Given exercise 1 ::
Reproduce the entries starting at the line that contains "the dry shrub" and ending at the line that contains "of the weir", both lines included, with the requests kept unchanged. Multiply every coordinate in the answers by 0.5 and round to a whole number, rounding halves up.
--- START OF Selected passage ---
And which members chose "ban me yesterday' NO WORMS FOR YOU!!!!! Also all ban Ahab supporters are urged to add my ban ahab smiley to their signature hosted at https://www.jdbaits.com/banahab.gif
thanks!


----------



## Captain Ahab (Apr 4, 2011)

I added mine!


----------



## bearsphan3.14 (Apr 4, 2011)

This thread was entertaining, but bored on a Sunday? :-k


----------



## poolie (Apr 4, 2011)

Being aware of his reputation as a trouble maker, I still think we should keep BA around. He cooks a mean looking pizza.


----------



## fender66 (Apr 4, 2011)

I don't think I want to ban any of you.....This thread has brightened my day. (Goes to show how crappy my day has been!)

However....neither of you can post in any other thread except this one from here on out. :LOL2:


----------



## S&amp;MFISH (Apr 4, 2011)

No vote from me. I'm like the Swiss on this one,NEUTRAL. So, does that mean I get worms from both of you?


----------



## BassAddict (Apr 4, 2011)

S&MFISH said:


> So, does that mean I get worms from both of you?



Believe me the type of worms Ahab has you DO NOT want!!!


----------



## S&amp;MFISH (Apr 4, 2011)

BassAddict said:


> S&MFISH said:
> 
> 
> > So, does that mean I get worms from both of you?
> ...




I'll take your word for it,and retract my last question.


----------



## Captain Ahab (Apr 4, 2011)

So far there are 7 votes to Ban BassAddict 0 for Ahab (I guess the write in campaign does not work for illiterates??) 

Where is Popeye - his vote will decide everything


----------



## lbursell (Apr 4, 2011)

I would have voted, but when I looked at the poll options, I find myself in a quandary of ignorance. I have to ask myself, what is the duration of "3 dyas" ? And, dang it, I found a leak in my boat today!
--- END OF Selected passage ---
--- START OF Data to process ---
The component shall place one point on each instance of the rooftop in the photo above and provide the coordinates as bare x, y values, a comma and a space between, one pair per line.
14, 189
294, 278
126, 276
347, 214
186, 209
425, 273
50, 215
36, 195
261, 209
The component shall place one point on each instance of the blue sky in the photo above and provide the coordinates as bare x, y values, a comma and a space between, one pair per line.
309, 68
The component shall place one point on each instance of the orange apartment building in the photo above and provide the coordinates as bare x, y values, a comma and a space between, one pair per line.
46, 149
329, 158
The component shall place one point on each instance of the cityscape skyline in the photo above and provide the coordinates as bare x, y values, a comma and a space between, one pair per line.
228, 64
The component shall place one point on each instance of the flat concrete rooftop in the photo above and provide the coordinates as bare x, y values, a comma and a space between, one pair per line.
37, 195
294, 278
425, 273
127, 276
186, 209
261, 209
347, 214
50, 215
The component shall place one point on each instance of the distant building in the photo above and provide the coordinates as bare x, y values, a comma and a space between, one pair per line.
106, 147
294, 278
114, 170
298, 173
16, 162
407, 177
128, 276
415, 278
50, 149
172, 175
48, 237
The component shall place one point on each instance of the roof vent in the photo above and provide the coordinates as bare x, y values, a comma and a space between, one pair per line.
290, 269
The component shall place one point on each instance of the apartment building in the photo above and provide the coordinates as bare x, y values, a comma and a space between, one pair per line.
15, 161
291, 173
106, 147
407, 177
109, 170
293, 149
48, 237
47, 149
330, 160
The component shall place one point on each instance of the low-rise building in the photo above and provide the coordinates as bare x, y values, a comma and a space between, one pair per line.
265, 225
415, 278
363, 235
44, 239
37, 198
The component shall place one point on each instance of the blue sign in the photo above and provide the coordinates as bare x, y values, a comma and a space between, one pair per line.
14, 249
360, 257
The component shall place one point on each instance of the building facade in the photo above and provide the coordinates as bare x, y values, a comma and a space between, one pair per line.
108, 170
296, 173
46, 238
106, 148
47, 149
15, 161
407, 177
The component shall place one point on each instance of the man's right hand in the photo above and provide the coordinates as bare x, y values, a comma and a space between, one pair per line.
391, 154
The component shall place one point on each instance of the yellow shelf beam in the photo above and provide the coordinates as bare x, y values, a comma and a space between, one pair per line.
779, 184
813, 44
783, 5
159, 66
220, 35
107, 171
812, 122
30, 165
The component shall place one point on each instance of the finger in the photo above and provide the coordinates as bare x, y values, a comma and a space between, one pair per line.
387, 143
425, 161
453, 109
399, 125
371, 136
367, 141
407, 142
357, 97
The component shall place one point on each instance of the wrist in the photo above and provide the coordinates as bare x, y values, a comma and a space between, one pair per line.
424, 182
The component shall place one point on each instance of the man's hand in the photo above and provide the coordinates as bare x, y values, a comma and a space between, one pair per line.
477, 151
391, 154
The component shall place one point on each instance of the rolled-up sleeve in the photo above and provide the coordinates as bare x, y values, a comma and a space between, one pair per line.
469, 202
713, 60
--- END OF Data to process ---
--- START OF Data to process ---
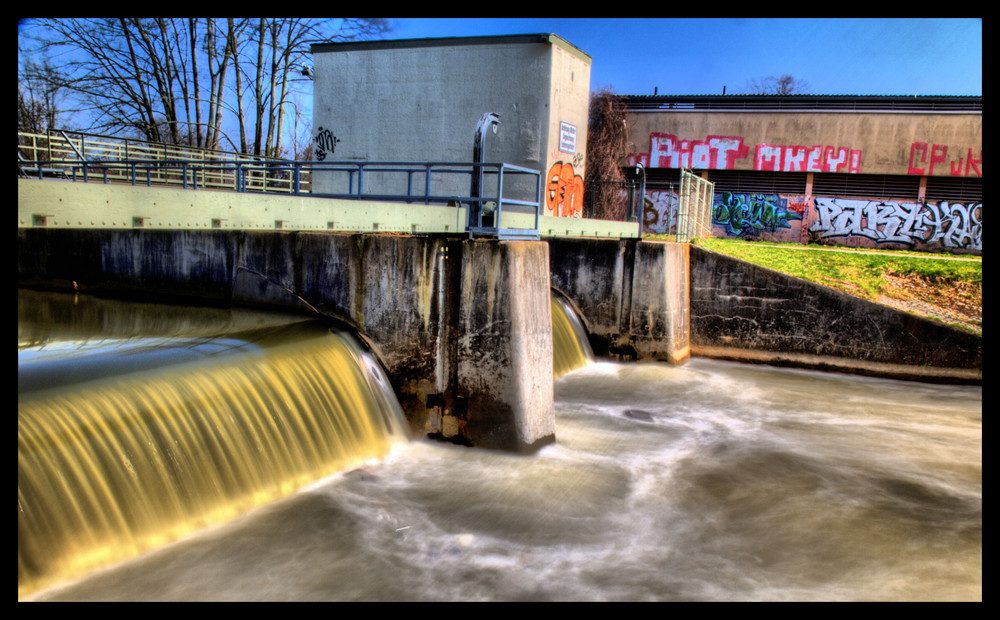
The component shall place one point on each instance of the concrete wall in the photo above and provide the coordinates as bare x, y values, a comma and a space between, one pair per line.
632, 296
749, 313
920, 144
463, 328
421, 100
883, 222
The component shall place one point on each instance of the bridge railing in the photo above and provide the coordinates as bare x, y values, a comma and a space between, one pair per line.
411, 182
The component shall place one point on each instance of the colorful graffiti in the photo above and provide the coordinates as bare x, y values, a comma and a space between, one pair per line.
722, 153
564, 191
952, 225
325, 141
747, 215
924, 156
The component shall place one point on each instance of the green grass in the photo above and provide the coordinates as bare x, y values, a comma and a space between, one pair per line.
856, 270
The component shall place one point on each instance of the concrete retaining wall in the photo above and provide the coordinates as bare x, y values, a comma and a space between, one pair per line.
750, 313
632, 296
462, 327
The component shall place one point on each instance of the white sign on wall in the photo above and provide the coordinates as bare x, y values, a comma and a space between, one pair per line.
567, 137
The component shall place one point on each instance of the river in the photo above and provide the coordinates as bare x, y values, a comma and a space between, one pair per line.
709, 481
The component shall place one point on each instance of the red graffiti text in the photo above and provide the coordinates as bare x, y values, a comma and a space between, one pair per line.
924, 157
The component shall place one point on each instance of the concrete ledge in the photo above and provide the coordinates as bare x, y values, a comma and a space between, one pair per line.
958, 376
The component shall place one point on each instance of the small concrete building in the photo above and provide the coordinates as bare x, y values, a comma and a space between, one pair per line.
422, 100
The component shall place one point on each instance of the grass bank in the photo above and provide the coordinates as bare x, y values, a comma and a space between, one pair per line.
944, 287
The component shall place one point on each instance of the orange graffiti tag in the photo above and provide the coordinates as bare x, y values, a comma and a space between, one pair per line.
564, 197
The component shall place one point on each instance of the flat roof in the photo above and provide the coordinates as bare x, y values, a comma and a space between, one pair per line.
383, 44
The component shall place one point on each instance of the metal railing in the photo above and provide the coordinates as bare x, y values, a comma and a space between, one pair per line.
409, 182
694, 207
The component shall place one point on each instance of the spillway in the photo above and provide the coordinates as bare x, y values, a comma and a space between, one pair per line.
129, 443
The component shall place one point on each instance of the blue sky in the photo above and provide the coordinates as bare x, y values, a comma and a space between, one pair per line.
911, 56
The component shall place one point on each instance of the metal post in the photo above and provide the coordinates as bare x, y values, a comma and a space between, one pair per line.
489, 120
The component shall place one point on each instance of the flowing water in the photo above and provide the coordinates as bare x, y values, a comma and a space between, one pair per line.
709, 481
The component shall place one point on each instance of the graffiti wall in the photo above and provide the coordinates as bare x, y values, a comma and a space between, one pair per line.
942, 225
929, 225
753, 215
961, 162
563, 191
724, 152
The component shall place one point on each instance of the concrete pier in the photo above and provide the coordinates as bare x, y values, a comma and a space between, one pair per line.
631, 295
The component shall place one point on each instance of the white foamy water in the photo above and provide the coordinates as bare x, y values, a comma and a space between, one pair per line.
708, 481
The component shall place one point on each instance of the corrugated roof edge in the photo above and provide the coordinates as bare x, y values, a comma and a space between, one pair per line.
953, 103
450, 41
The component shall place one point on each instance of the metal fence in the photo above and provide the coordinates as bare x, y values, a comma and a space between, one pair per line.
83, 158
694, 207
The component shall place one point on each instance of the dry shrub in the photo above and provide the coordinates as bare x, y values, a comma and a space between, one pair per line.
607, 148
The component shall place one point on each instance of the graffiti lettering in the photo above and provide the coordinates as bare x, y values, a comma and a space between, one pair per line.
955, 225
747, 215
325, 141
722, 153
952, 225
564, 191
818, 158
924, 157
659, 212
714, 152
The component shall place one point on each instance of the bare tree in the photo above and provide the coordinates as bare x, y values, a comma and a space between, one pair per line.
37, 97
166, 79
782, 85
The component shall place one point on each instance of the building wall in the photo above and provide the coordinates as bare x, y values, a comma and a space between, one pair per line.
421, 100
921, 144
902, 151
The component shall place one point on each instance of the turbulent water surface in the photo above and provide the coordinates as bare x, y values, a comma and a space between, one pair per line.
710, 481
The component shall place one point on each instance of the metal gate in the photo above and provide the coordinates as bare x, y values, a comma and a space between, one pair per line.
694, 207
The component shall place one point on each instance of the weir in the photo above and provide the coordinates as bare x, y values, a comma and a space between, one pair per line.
--- END OF Data to process ---
--- START OF Data to process ---
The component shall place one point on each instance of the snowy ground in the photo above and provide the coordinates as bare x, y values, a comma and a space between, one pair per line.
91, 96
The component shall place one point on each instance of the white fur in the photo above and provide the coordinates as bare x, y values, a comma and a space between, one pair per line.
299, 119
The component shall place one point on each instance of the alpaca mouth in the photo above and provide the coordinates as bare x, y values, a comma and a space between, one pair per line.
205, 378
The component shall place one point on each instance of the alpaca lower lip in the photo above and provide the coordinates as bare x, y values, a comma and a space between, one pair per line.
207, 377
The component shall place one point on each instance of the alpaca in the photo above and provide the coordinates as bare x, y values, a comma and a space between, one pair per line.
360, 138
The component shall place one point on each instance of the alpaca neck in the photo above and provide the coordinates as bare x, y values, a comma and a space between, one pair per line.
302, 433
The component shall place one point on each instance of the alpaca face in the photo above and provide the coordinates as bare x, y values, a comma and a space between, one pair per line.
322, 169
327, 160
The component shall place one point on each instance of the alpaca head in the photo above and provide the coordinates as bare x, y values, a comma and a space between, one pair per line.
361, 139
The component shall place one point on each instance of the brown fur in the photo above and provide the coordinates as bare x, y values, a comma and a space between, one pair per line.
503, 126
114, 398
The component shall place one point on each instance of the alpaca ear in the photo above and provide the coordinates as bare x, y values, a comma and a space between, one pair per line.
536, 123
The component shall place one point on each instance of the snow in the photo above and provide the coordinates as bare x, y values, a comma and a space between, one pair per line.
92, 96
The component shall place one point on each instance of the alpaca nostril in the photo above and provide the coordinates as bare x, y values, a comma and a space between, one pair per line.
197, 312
--- END OF Data to process ---
Given exercise 2 ::
Summarize the forum thread about the ban poll in two sentences.

Right answer 1 ::
The component shall place one point on each instance of the dry shrub in the photo above and provide the coordinates as bare x, y values, a comma and a space between, one pair per line.
304, 74
The component shall place one point on each instance of the graffiti lettering in the photo above and provide the coordinates as bare x, y values, a comma and a space between, one pair per line.
478, 113
374, 108
163, 71
361, 77
476, 113
282, 96
409, 79
462, 79
330, 106
357, 76
The component shall place one point on each instance of the bare tree in the photo above and provide the coordinates as bare x, y values, a comma and a space between, one pair per line.
19, 49
83, 40
391, 43
The component shall place one point on each instance of the building wall in the photo above and provide the coordinates as bare x, y values, a comma and a space between, one pair per line.
211, 50
461, 72
451, 76
The component shall place one point on each instance of the turbulent water surface in the photo above and provide the coordinates as bare x, y values, a comma and a space between, one pair per line.
355, 241
The component shall place one point on each instance of the metal gate in the photo above and provide the coordinates as bare x, y values, a comma and a space between, one pair per line.
347, 104
The component shall place one point on each instance of the weir in the photo above and provide the coordinates as bare x, y values, a comma and a space between, one pair per line.

Right answer 2 ::
Members of a forum joke about a poll on banning Captain Ahab or BassAddict, and Captain Ahab reports seven votes to ban BassAddict and none for Ahab. Others decline to ban anyone, stay neutral, or puzzle over the poll options, and one member wants to keep BA around because he cooks a mean looking pizza.